> _Task to complete_: Print out the whole listing below exactly as it is written.
===
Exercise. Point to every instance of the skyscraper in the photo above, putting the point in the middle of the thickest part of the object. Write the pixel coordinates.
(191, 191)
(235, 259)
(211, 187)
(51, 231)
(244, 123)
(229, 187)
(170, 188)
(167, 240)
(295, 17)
===
> _Task answer_:
Exercise. Point to every instance of the skyscraper in the photo above, putting the point in the middle of the thickest part of the object. Write the pixel coordinates.
(191, 191)
(235, 259)
(211, 187)
(51, 231)
(244, 123)
(229, 187)
(170, 188)
(167, 240)
(295, 17)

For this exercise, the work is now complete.